● **Exercise requirements**
Rewrite the material starting with the line that contains "find the woven" and going on through the line that contains "289, 784, 342, 840", putting "ceramic flower pot" in place of "woven basket planter" and changing nothing else. Leave the pictures out of your answer.

● **Data to process**

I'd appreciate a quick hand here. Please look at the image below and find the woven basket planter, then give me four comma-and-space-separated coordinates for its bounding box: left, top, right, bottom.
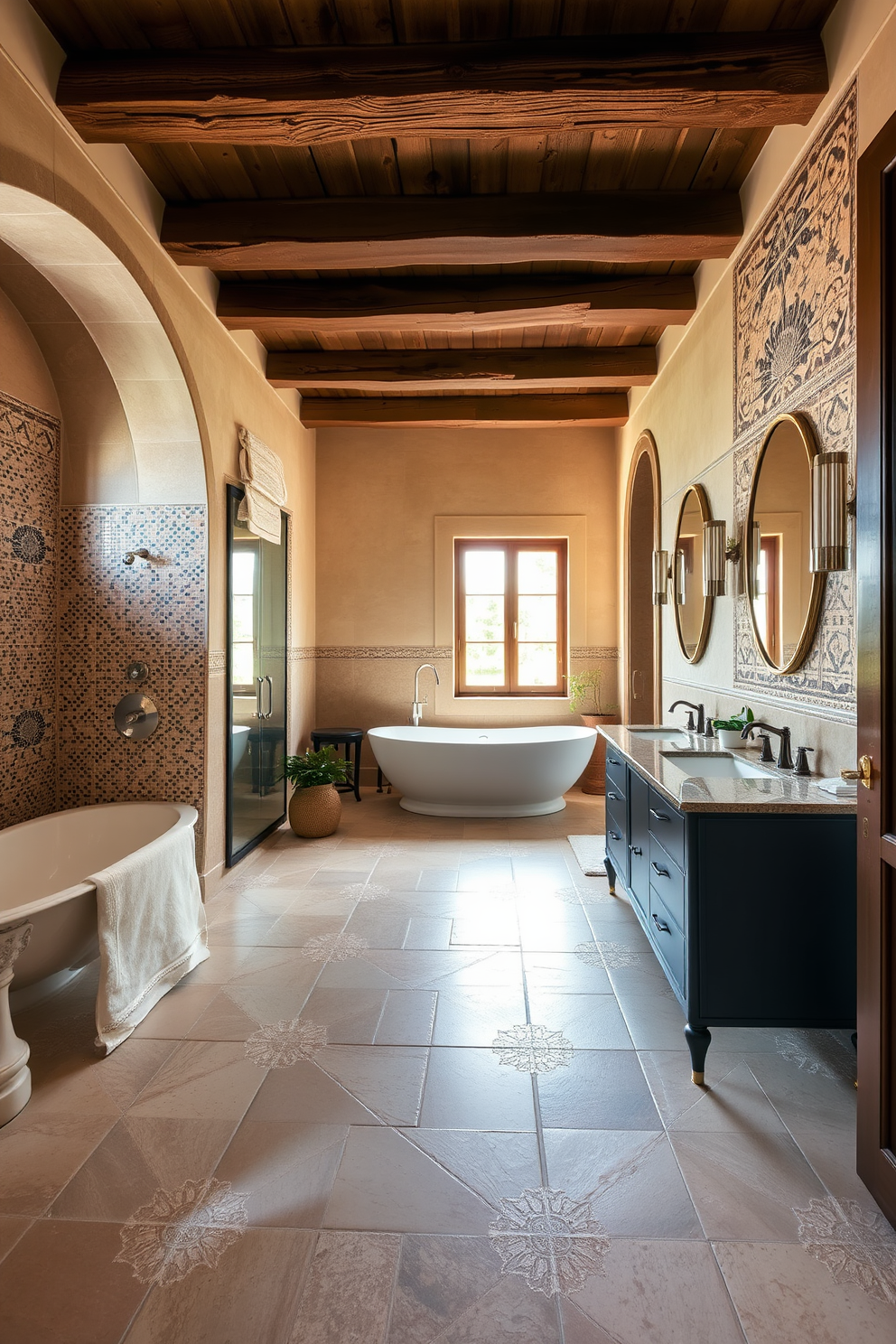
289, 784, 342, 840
--
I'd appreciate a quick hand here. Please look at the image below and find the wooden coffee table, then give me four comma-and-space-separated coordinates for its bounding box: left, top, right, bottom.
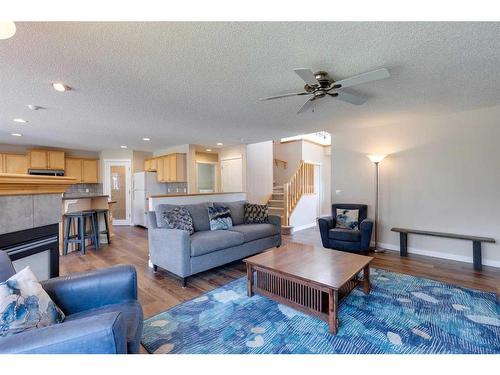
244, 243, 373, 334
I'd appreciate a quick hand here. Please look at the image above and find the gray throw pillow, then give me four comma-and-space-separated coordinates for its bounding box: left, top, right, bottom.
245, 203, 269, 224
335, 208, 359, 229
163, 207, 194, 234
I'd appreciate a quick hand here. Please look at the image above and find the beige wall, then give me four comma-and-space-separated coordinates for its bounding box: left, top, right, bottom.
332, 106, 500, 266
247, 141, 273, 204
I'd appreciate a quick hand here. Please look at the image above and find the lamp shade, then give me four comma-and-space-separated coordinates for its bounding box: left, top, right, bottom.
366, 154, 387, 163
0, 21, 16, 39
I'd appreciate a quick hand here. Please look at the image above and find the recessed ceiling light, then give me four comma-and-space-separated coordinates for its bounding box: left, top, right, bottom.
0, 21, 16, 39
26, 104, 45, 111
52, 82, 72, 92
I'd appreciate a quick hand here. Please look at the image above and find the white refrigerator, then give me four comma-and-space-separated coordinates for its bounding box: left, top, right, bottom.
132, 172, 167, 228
---
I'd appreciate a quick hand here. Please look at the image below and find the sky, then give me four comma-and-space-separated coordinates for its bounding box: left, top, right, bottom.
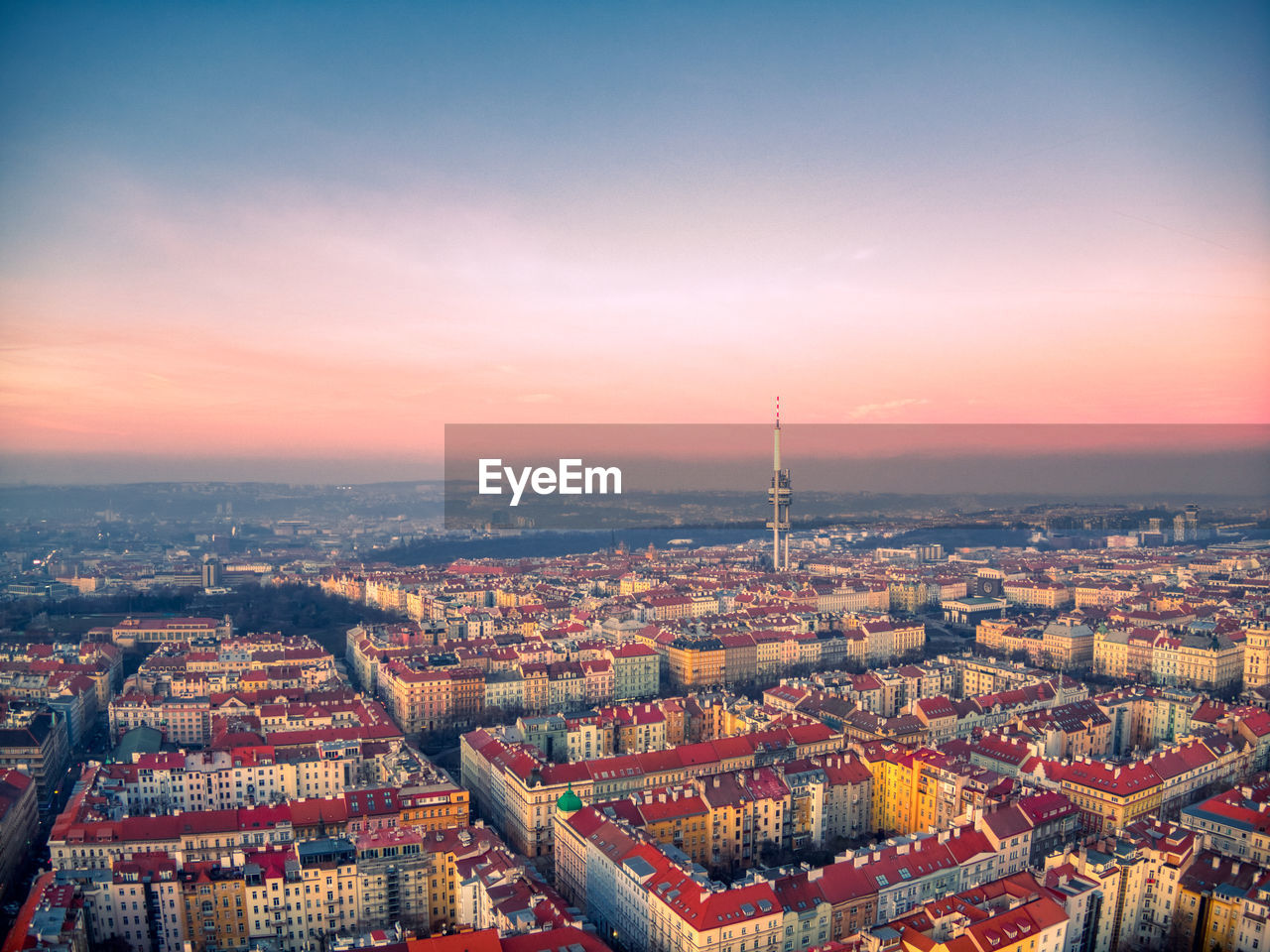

● **Full response**
I'd appreciate a quick hand here. Please look at the image below and find the ceramic flower pot, then give me four comma-and-space-separated coordinates for its bounding box: left, top, right, bottom.
289, 784, 342, 840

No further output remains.